Excerpts from a detection dataset
------------
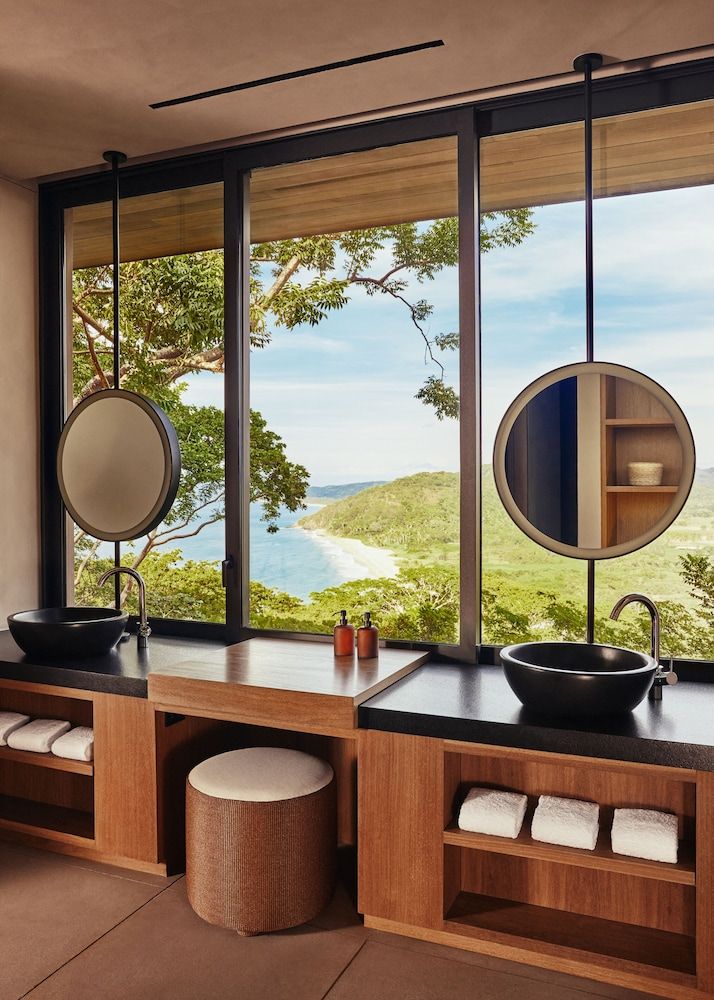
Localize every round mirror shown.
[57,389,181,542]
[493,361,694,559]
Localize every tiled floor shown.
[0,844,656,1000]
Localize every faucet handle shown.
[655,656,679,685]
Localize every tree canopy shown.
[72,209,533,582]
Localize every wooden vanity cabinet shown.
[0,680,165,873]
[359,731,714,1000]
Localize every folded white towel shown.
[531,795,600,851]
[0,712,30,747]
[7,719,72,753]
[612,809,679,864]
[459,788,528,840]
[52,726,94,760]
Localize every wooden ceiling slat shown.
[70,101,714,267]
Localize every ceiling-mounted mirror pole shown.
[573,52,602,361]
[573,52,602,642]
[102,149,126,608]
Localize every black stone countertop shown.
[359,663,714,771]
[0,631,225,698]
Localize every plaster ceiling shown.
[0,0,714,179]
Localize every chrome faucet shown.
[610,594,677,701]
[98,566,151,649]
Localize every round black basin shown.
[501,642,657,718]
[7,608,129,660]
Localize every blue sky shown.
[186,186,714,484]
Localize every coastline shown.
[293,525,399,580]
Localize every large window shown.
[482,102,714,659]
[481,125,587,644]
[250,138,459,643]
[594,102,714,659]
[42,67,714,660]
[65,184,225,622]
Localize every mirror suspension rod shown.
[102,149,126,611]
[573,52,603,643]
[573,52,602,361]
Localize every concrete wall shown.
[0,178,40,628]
------------
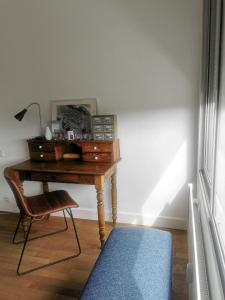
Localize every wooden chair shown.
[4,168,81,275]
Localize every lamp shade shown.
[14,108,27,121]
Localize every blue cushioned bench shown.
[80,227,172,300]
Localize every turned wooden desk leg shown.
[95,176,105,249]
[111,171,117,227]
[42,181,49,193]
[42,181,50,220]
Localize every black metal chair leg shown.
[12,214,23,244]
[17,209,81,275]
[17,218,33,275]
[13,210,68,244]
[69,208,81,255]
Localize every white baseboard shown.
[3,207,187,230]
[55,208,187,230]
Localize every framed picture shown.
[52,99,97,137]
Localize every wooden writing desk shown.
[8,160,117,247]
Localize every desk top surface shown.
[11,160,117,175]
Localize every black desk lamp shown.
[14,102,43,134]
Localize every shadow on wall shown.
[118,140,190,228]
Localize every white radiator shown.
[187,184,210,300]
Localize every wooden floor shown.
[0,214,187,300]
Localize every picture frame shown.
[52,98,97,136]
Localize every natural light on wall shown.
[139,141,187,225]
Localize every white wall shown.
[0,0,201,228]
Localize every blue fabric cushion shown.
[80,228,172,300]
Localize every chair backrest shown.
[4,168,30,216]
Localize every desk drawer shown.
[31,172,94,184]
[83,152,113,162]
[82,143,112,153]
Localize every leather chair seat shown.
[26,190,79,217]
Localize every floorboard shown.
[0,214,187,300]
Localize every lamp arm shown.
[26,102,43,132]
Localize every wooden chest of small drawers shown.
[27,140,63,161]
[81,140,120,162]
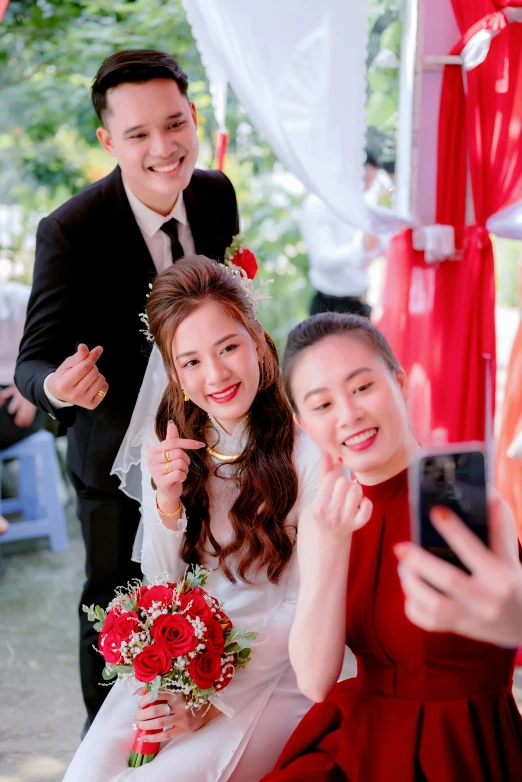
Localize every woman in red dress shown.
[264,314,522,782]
------------
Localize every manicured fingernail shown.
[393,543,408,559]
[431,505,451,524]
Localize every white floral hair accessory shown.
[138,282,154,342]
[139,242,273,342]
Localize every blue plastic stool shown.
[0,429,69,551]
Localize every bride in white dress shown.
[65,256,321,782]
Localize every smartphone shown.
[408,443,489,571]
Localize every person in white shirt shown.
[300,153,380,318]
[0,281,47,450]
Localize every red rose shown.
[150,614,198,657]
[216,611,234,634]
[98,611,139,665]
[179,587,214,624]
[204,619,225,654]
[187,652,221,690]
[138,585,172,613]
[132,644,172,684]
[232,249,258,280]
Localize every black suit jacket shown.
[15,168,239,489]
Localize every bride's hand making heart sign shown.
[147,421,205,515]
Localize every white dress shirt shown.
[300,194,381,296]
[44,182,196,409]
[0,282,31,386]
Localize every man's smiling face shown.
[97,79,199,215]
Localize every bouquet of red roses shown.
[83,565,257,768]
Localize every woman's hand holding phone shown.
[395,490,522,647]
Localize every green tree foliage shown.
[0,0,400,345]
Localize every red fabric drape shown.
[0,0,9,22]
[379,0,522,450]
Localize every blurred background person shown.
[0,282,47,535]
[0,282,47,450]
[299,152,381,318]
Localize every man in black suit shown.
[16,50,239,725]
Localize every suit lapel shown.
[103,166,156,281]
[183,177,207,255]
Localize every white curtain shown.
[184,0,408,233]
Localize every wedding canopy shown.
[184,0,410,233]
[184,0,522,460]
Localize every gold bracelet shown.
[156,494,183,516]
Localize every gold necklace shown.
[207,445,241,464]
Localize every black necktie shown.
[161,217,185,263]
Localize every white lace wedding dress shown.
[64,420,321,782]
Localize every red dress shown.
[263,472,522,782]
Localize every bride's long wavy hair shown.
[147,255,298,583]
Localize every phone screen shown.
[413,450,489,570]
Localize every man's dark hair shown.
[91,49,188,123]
------------
● Task brief
Switch "smartphone" to "mobile phone" in the entries from the line containing "Localize every bride in white dress shown." through the line containing "[299,152,381,318]", changing nothing else. Give back only those lines.

● Output
Localize every bride in white dress shown.
[65,256,321,782]
Localize every mobile phone shown.
[408,443,489,571]
Localize every person in white shirt shown.
[300,153,380,318]
[0,281,47,450]
Localize every red rose shown.
[150,614,198,657]
[216,611,234,634]
[98,611,139,665]
[179,587,214,624]
[204,619,225,654]
[187,652,221,690]
[138,585,172,613]
[132,644,172,684]
[232,249,258,280]
Localize every black suit jacket shown.
[15,168,239,489]
Localize every bride's hand making heart sign shown.
[147,421,205,515]
Localize every white dress shirt shown.
[300,194,381,296]
[44,182,196,409]
[0,282,31,386]
Localize every man's smiling face shown.
[97,79,199,215]
Localize every bouquet of red roses shown.
[83,565,257,768]
Localize every woman's hand holding phone shown.
[395,490,522,647]
Localize every green tree foliage shown.
[0,0,400,345]
Localize every red fabric drape shown.
[0,0,9,22]
[379,0,522,450]
Localize every blurred background person shown.
[0,282,47,535]
[0,282,47,450]
[299,152,381,318]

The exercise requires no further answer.